» PROBLEM TO WORK ON: The entries below hold a line with "Q: Point to the green leaf" and a line with "Q: Point to the drooping". Return those lines and all that lie between them, exactly and only.

□ □ □

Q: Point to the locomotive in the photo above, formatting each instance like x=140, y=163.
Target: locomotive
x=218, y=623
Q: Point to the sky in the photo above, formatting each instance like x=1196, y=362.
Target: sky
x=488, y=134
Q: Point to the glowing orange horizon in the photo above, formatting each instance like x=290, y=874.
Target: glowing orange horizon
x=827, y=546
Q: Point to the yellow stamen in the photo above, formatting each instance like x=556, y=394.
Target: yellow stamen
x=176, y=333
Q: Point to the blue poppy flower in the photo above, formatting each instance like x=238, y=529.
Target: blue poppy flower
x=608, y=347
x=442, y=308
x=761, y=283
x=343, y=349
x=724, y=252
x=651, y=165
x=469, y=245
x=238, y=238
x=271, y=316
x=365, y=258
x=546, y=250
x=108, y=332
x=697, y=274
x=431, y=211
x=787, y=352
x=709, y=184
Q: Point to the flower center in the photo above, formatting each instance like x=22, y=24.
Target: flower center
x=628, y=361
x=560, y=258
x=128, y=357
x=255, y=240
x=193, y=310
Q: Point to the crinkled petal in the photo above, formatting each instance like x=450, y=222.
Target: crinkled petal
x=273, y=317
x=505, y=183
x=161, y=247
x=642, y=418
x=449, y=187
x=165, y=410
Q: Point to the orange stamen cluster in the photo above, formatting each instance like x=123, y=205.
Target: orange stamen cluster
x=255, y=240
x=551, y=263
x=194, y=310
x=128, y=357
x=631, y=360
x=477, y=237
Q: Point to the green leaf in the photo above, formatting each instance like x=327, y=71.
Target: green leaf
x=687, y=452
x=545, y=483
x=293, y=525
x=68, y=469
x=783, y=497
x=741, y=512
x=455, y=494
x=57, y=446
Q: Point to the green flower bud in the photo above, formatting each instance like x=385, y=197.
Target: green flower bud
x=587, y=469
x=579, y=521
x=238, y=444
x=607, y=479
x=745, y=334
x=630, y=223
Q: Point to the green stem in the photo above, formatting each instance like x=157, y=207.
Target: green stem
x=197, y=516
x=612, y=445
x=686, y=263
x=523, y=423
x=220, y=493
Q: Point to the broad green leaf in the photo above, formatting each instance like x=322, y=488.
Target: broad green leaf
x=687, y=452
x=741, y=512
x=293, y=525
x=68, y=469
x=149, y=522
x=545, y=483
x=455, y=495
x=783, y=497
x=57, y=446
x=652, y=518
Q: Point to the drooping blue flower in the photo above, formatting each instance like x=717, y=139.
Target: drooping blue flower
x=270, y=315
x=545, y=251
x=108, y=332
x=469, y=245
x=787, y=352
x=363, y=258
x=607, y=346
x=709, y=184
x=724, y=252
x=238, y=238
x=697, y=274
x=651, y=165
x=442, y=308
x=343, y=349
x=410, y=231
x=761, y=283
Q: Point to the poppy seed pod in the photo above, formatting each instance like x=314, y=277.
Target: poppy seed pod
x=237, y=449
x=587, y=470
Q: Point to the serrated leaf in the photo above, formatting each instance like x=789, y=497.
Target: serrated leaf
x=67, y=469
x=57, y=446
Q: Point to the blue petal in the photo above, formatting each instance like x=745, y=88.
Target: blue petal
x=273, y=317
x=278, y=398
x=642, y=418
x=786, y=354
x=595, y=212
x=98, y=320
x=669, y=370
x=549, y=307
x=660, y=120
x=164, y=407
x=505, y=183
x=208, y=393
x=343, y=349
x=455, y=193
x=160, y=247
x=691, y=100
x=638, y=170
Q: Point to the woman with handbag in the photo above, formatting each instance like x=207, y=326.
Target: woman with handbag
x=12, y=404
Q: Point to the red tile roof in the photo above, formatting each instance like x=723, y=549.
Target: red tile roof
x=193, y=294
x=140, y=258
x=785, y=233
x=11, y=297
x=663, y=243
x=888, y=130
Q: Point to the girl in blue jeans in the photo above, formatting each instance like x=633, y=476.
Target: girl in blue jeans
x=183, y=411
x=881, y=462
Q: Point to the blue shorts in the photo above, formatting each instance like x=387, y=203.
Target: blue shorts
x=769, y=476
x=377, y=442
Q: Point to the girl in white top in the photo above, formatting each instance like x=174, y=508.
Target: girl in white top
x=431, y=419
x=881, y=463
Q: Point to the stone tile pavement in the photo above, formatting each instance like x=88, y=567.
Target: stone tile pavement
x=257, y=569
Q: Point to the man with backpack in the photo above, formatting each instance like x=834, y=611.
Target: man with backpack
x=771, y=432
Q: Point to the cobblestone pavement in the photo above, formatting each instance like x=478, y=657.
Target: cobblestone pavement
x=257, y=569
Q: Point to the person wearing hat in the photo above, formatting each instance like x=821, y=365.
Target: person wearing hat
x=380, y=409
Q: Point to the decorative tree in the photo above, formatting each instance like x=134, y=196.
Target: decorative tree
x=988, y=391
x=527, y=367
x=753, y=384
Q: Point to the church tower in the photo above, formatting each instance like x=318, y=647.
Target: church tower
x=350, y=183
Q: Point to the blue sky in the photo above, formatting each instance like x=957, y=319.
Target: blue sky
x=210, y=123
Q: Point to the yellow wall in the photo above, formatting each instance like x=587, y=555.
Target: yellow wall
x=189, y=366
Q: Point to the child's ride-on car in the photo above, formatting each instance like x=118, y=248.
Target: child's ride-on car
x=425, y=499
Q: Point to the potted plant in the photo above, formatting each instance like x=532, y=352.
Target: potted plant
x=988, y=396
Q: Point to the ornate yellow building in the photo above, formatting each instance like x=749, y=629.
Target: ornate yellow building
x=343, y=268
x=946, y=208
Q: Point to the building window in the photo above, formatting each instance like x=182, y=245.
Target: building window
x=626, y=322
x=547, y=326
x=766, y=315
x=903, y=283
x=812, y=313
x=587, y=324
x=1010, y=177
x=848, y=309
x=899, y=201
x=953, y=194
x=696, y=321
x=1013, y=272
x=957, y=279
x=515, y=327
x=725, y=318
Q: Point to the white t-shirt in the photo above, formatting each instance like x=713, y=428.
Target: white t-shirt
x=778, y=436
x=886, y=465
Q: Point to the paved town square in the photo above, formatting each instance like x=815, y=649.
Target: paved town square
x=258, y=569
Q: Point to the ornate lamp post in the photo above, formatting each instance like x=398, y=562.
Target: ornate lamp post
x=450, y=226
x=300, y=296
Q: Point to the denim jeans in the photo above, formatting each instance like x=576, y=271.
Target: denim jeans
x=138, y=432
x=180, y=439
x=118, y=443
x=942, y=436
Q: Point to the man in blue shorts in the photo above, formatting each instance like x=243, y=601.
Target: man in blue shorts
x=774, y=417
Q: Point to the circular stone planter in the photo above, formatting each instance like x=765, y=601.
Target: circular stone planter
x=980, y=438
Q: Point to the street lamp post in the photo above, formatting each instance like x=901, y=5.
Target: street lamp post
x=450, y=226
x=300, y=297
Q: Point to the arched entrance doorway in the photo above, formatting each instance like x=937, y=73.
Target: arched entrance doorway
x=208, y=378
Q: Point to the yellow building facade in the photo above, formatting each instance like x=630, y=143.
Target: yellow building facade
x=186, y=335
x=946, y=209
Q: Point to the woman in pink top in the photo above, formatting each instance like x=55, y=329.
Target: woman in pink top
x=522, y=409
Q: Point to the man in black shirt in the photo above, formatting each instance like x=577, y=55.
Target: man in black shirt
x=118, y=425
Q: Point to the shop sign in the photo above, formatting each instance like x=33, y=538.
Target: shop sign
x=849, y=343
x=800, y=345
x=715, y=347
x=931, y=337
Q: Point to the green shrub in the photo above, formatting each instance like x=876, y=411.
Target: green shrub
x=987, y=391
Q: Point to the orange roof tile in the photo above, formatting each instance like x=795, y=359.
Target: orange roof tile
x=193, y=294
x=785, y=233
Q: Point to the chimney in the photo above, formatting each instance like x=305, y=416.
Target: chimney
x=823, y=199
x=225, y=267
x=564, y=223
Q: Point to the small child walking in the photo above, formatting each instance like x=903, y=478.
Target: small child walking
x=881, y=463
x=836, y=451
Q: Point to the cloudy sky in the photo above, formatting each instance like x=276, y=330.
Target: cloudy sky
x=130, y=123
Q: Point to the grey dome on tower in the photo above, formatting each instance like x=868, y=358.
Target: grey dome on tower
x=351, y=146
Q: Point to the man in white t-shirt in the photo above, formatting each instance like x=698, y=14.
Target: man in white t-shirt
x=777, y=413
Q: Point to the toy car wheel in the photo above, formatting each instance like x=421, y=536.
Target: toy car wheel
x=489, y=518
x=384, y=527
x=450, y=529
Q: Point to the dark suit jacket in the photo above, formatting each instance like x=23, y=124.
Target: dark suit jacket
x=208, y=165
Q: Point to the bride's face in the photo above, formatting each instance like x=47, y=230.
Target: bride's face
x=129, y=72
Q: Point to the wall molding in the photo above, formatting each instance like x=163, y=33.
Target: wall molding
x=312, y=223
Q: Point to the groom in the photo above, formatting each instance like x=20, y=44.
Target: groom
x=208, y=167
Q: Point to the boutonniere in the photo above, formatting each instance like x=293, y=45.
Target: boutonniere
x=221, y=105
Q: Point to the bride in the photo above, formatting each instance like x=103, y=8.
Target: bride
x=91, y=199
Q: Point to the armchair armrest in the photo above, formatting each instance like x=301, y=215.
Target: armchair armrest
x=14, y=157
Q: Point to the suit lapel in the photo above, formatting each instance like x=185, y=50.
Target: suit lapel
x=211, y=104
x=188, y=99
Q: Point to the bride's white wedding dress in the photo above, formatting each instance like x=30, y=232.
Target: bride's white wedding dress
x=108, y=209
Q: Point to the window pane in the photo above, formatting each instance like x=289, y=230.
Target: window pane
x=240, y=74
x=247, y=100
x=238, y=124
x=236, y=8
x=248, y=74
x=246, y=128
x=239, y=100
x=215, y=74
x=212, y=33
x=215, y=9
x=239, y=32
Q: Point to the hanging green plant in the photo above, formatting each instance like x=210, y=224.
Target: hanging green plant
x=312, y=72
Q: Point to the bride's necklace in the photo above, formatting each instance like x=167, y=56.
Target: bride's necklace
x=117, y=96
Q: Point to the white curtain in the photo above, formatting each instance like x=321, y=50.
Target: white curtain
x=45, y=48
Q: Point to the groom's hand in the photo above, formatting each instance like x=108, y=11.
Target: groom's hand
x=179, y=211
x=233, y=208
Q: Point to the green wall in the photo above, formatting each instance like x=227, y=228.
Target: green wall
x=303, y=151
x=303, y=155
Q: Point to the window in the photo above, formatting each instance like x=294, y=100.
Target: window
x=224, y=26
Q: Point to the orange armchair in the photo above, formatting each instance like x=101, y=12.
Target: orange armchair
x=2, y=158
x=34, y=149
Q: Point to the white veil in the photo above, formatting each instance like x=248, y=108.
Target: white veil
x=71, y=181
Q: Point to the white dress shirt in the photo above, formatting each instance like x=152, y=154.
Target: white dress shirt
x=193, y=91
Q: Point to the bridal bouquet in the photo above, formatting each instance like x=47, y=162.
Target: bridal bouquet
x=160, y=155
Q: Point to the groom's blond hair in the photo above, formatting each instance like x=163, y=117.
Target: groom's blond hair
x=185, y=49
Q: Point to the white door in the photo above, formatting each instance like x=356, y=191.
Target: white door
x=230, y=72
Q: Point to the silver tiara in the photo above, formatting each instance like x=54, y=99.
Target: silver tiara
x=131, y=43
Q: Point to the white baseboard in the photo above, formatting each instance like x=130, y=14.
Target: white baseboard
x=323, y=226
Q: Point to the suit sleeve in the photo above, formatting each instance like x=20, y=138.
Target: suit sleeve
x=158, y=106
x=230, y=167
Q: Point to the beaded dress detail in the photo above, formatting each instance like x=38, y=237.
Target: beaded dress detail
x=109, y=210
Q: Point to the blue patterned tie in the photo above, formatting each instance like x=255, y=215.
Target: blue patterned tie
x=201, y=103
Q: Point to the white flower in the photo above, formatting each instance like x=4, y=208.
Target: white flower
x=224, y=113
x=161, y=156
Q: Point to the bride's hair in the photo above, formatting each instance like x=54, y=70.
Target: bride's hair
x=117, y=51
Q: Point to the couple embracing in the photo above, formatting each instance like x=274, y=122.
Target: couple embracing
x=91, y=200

□ □ □

» RESPONSE AREA:
Q: Point to the green leaf in the photo above, formatting each instance like x=327, y=71.
Target: green leaf
x=687, y=452
x=545, y=483
x=293, y=525
x=68, y=469
x=783, y=497
x=741, y=512
x=455, y=494
x=57, y=446
Q: Point to the green flower bud in the photo above, formatting each instance like x=385, y=197.
Target: green flower bud
x=587, y=469
x=579, y=521
x=238, y=444
x=607, y=479
x=745, y=334
x=630, y=223
Q: Point to the green stem in the photo above, formatting each instance like x=157, y=207.
Target: green stem
x=197, y=516
x=612, y=445
x=686, y=263
x=523, y=423
x=220, y=493
Q: Point to the broad green leaf in the photo above, formatting each instance like x=322, y=488.
Target: broad green leaf
x=687, y=452
x=741, y=512
x=293, y=525
x=68, y=469
x=149, y=522
x=545, y=483
x=455, y=495
x=783, y=497
x=57, y=446
x=652, y=518
Q: Point to the drooping blue flower in the photo above, formatting each instance like x=717, y=139.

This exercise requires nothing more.